##### TEXT

When decision support from a deep learning system (DLS) was introduced, diagnostic accuracy increased by 33% among dermatologists and 69% among primary care physicans. Among dermatologists, DLS support increased accuracy relatively evenly across skin tones. However, the same was not true for primary care physicans — their accuracy increased more in light skin tones than dark ones. AI assistance exacerbated the accuracy disparities by primary care physicans by 5 percentage points, which is statistically significant.
Until now, many researchers in machine learning for health care have approached the medical problem by training a model to classify diagnoses from an image or set of images. But perhaps, Groh said, it would be more helpful to train a DLS to generate lists of possible diagnoses — or even to generate descriptions of the skin condition (such as its size, shape, color and texture) that could guide doctors in their diagnoses.
Patients are often sending images to their doctors virtually for an evaluation. Apps like VisualDX, RXPhoto and Piction Health are being used by doctors and patients alike. The study gives a sense of how accurate diagnoses on a single image without further context might be.
For the study, the researchers recruited over 1,100 physicans, including dermatologists and primary care physicans. They were then presented with 364 images spanning 46 skin diseases and asked to submit up to four different diagnoses. Specialists and primary care physicans achieved a diagnostic accuracy of 38% and 19%, respectively, but both specialists and primary care physicans were 4 percentage points less accurate for diagnosis of images of dark skin as compared to light skin. DLS decision support improved the diagnostic accuracy of both specialists and primary care physicans by more than 33% but exacerbated the gap in the diagnostic accuracy of generalists across skin tone.

##########

▸ ASSIGNMENT 1
In the text on AI-assisted skin diagnosis, how many images were the physicians shown, and how many skin diseases did those images span?
▸ ASSIGNMENT 2
Write the next part of the text on AI-assisted skin diagnosis, picking up after its final sentence.
The records that come next are separate material from the text on AI-assisted skin diagnosis.

##### DATA RECORDS

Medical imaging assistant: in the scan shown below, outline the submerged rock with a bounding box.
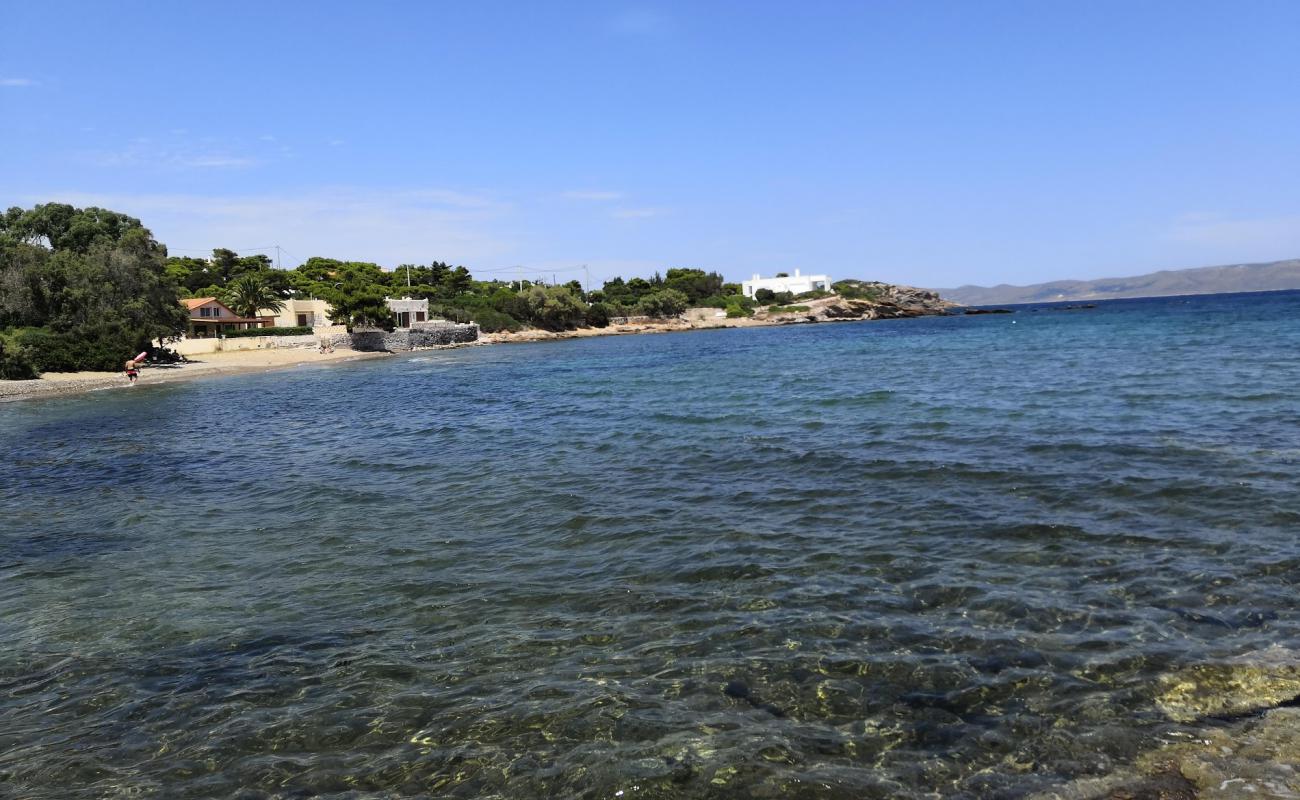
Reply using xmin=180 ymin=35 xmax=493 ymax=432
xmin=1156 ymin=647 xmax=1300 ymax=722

##########
##### DATA RECORDS

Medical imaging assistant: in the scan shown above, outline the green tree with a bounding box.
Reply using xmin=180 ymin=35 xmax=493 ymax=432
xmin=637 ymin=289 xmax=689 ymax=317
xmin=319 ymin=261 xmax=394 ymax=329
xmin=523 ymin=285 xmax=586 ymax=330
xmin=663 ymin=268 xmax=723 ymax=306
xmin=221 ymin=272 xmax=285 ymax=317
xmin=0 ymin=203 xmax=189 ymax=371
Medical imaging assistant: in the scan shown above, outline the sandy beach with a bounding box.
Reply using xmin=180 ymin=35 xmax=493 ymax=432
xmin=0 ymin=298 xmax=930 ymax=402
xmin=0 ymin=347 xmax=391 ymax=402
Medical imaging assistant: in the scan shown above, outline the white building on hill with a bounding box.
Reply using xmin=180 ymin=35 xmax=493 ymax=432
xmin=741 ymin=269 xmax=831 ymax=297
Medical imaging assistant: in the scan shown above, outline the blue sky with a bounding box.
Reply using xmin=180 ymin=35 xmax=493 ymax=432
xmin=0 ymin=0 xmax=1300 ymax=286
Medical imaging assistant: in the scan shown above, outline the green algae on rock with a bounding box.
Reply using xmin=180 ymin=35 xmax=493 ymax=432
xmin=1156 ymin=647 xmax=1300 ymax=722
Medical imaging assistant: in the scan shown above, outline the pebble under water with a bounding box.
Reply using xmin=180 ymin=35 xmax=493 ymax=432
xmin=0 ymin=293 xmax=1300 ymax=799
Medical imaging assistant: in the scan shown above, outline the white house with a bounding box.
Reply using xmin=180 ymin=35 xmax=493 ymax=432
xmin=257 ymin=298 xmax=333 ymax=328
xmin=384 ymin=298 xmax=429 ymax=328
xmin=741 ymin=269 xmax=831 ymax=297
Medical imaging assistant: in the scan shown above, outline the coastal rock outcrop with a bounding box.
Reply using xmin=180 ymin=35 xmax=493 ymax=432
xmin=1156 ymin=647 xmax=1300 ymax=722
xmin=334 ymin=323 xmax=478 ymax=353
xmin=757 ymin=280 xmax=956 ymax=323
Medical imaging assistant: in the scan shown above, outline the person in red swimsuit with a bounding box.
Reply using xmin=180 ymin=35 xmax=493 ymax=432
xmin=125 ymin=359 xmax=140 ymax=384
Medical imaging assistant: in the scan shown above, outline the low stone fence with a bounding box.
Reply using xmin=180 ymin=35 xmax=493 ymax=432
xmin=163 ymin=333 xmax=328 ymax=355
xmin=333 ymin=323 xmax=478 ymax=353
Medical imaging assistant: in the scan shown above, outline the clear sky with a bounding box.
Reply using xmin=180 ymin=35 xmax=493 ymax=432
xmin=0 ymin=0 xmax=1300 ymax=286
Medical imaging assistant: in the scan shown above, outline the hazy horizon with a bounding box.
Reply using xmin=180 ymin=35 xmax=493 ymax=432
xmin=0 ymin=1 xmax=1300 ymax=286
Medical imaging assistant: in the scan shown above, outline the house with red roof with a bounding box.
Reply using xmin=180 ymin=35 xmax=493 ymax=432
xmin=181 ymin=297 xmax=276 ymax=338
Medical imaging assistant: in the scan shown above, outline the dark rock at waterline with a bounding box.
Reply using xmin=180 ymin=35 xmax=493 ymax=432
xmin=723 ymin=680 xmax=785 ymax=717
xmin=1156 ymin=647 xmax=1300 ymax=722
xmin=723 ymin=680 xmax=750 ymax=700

##########

▸ EXERCISE OUTPUT 1
They were shown 364 images spanning 46 skin diseases.

▸ EXERCISE OUTPUT 2
Groh said he wants to continue to see how society can solve problems more effectively with AI assistance. He hopes this research will lay the foundation to challenge other medical fields.
“Future research in human-computer interaction, machine learning and psychology is going to need to evaluate how well a model does and how people and machines adapt when things go wrong,” Groh said. “We have to find a way to incorporate underrepresented demographics in our research. That way we will be ready to accurately implement these models in the real world and build AI systems that serve as tools that are designed to avoid the kind of systematic errors we know humans and machines are prone to. Then you can update curricula, you can change norms in different fields and hopefully everyone gets better.”
The study is titled “Deep learning-aided decision support for diagnosis of skin disease across skin tones.” In addition to Groh, co-authors of the study include Omar Badri, Northeast Dermatology Associates; Roxana Daneshjou, Stanford University; Arash Koochek, Banner Health; Caleb Harris, MIT; Luis Soenksen, MIT; P. Murali Doraiswamy, Duke University; and Rosalind Picard, MIT.
Funding for the study was provided by MIT Media Lab consortium members and the Harold Horowitz (1951) Student Research Fund.